§ **Source items**:
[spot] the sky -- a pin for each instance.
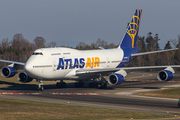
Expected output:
(68, 22)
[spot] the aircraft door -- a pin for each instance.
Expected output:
(54, 66)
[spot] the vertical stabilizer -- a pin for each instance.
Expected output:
(130, 37)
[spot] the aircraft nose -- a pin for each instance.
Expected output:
(28, 67)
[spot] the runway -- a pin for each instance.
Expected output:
(111, 97)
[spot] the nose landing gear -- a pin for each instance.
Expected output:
(40, 85)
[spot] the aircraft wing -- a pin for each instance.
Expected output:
(18, 63)
(144, 53)
(98, 71)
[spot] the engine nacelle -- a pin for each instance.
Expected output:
(115, 79)
(165, 75)
(8, 71)
(24, 78)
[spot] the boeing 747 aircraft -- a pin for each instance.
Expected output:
(47, 64)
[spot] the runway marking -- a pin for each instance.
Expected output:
(75, 94)
(20, 93)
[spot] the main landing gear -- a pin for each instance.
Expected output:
(40, 85)
(61, 84)
(99, 82)
(79, 84)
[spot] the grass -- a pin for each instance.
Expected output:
(29, 110)
(165, 93)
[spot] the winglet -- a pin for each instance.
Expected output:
(130, 37)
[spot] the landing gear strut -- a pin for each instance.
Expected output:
(61, 84)
(40, 85)
(99, 82)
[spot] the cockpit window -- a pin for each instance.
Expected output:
(37, 53)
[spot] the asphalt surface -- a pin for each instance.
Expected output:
(114, 97)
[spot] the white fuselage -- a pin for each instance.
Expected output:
(62, 63)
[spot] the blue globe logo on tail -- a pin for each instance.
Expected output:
(130, 38)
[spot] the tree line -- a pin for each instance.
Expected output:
(20, 49)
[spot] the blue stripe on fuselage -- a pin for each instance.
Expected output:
(127, 56)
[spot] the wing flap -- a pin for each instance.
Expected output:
(102, 71)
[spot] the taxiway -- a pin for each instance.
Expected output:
(114, 97)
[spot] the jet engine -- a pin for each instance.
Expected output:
(115, 79)
(8, 71)
(24, 78)
(166, 74)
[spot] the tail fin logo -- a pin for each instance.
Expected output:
(134, 26)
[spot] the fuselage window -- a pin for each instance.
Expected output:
(37, 53)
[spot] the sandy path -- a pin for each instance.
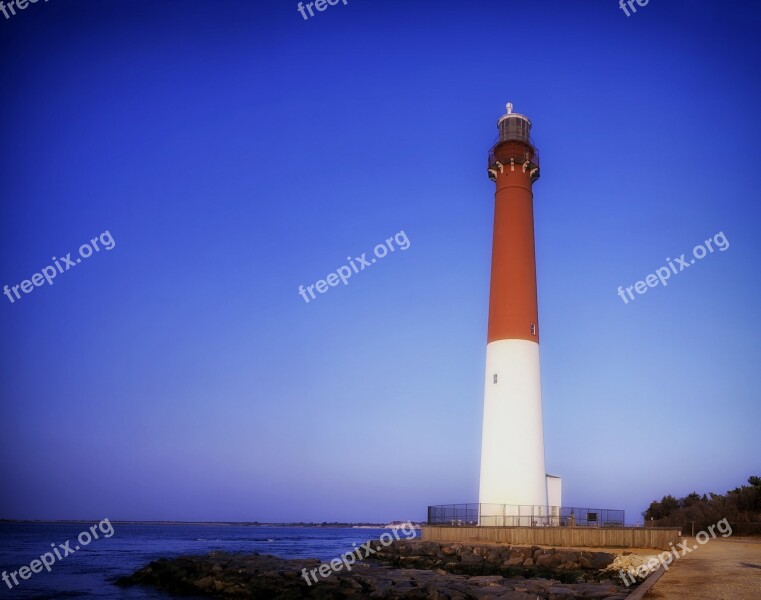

§ **Task objective**: Reproduce the stretch of the items from the line containing "[spot] the white" through the end of the items, both ends included, with the requests restated and every coordinate in the answers scaled by 0.35 and rounded to the nearest whole number, with halves rounded up. Omit the pictures from your response.

§ **Exercise output**:
[spot] the white fuselage -- a pin for each instance.
Expected output:
(22, 22)
[spot] the blue globe logo on tail -- a pin for each instance.
Expected output:
(46, 13)
[spot] the tree line -- a pin for each instance.
Expected output:
(7, 17)
[spot] the blue stripe on fuselage -- a pin for each instance.
Expected output:
(44, 20)
[spot] the wing flap -- a pin for each instance.
Expected output:
(36, 25)
[spot] the taxiway -- a pin for each instance.
Expected output:
(40, 34)
[spot] the jet engine -- a pin for each instance.
Expected output:
(40, 28)
(3, 25)
(8, 27)
(58, 26)
[spot] the tail fin logo -- a pin for each instance.
Expected output:
(47, 9)
[spot] the fuselage window -- a pin for each instance.
Expected output:
(13, 19)
[spot] the sandy path -- a pin for each instance.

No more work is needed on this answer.